◆ **TEXT PASSAGE**:
....
First, it was the trackpoint (or whatever it was called) on IBM ThinkPad laptops, and then the flat touchpad on later HP and other laptops.
| 12:46 am on Oct 5, 2008 (gmt 0)|
agree with tangor ( I use a lot of wacom )
I would love a ..horizontal lcd with touch and with keyboard ( as a touch on a button to "flip" to keyboard ..touch another to go to standard touch screen ..and still with wacom pen options would be great ) ..hint to wacom ..around 17 to 19 inches would do fine ..
problem is it will either be a long time coming ..or as usual ( where I am wacom are expensive ..about twice US cost ..) like their current big touch screen Cintiq 21 around €2500.00...here .cordless would be nice too ..with RRFC ..
interesting that visualplanet foils go upto 116" ..nice size for a desktop ..makes me think of the machine that Bjork uses the "reactable" and other touchscreen synths ..
"painter" on a touchscreen is real interesting ..
| 4:41 am on Oct 5, 2008 (gmt 0)|
|A Gartner analyst predicts the demise of the computer mouse in the next three to five years. |
This Gartner analyst will most likely be fired soon due to stupid predictions such as this. There will certainly be combinations of touch and mouse however.
| 9:19 am on Oct 5, 2008 (gmt 0)|
|This Gartner analyst will most likely be fired soon due to stupid predictions such as this. |
on the contrary, stupid predictions are a great way to make a name for yourself. These days you don't get any traction talking about "current trends." Nobody's interested. You have to dress it up as a "prediction."
| 12:15 pm on Oct 23, 2008 (gmt 0)|
Well something might replace the mouse but except for pocket devices I predict that it isn't going to be touch screen.
....
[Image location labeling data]
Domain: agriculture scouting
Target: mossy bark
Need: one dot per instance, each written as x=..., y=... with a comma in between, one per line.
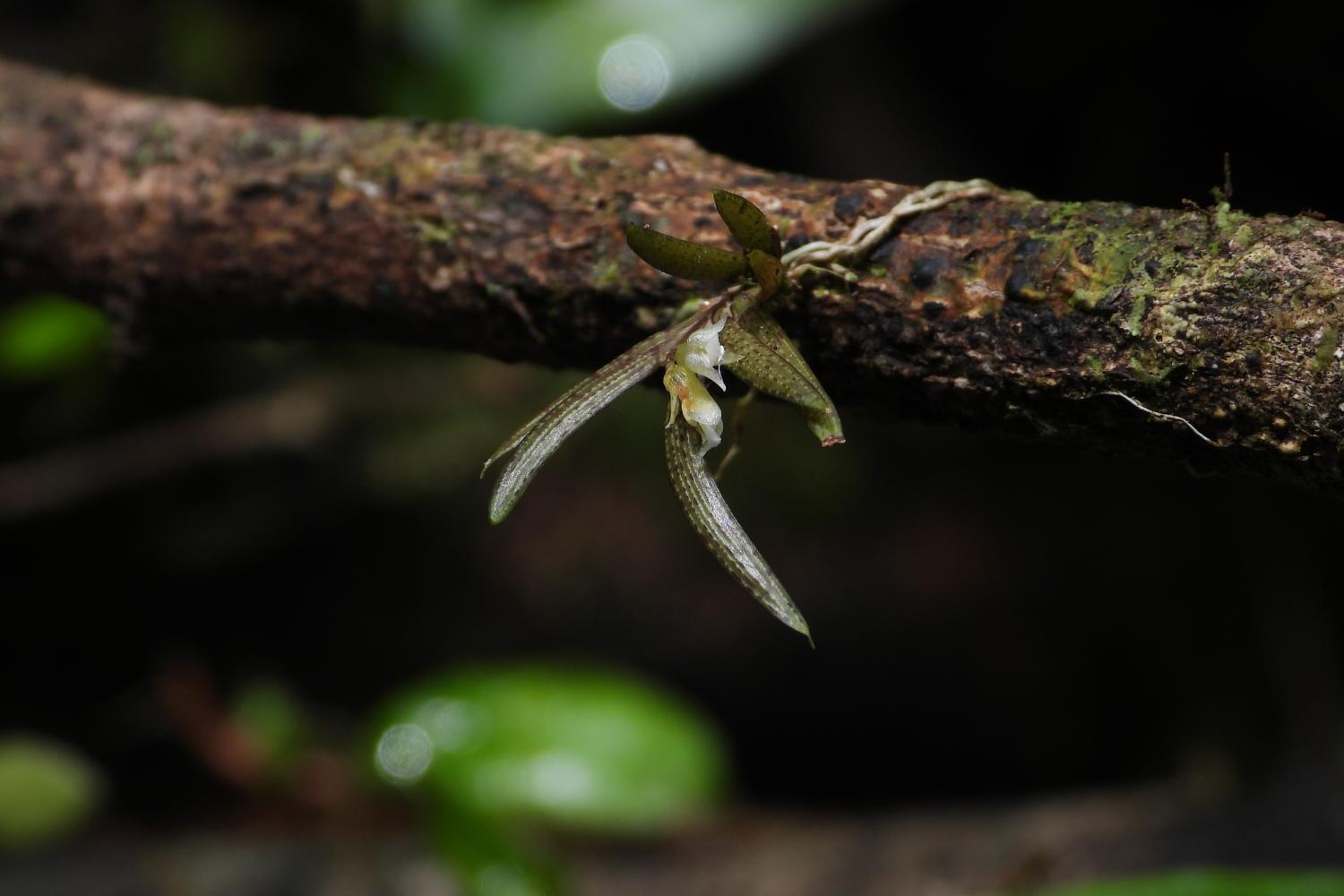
x=187, y=220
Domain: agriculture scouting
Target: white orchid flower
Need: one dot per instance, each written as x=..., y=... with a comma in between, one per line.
x=703, y=354
x=696, y=405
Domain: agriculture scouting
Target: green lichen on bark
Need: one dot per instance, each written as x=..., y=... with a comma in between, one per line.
x=1002, y=312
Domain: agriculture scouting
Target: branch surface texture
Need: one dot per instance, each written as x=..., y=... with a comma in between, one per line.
x=1201, y=333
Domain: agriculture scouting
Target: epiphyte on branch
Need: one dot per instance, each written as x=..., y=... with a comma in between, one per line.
x=731, y=330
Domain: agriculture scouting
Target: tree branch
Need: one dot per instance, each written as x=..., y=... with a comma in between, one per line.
x=1040, y=317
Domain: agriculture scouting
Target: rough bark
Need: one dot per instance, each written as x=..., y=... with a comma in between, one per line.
x=1005, y=314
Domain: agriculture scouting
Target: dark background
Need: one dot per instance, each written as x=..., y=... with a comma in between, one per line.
x=994, y=619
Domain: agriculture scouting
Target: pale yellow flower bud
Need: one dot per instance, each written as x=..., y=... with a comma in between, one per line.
x=698, y=406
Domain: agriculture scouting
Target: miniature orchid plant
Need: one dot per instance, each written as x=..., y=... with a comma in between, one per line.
x=734, y=330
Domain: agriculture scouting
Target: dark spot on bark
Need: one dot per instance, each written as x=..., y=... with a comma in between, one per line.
x=1034, y=314
x=883, y=252
x=924, y=271
x=849, y=206
x=1016, y=285
x=964, y=220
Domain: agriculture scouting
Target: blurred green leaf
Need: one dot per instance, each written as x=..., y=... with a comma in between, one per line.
x=48, y=335
x=46, y=791
x=488, y=856
x=575, y=748
x=1217, y=883
x=276, y=723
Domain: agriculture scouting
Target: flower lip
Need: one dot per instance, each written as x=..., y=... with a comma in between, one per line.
x=698, y=406
x=703, y=354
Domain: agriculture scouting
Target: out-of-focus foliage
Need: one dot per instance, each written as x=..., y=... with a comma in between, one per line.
x=47, y=335
x=574, y=748
x=548, y=64
x=274, y=723
x=1217, y=883
x=489, y=750
x=46, y=791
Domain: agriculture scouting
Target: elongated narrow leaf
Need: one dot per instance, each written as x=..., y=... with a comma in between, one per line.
x=745, y=220
x=771, y=362
x=768, y=271
x=545, y=433
x=719, y=530
x=683, y=258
....
◆ **TASKS FOR THIS EXERCISE**:
a) In the forum thread above, rewrite the paragraph beginning "I would love a ..horizontal lcd" as a short bulleted list, keeping its main points.
b) According to the forum thread, what does the Gartner analyst predict?
c) The 9:19 am reply in the forum thread says stupid predictions are not a bad idea. Explain why, in one to three sentences, using only the reasons given there.

◆ **WORKED ANSWERS**:
a)
- A horizontal LCD with both touch and a keyboard
- One button to flip to keyboard, another to return to standard touch screen
- Wacom pen options still included
- A size of about 17 to 19 inches

b) The demise of the computer mouse in the next three to five years.

c) Stupid predictions are a great way to make a name for yourself. Talking about current trends gets no traction because nobody is interested, so the point has to be dressed up as a prediction.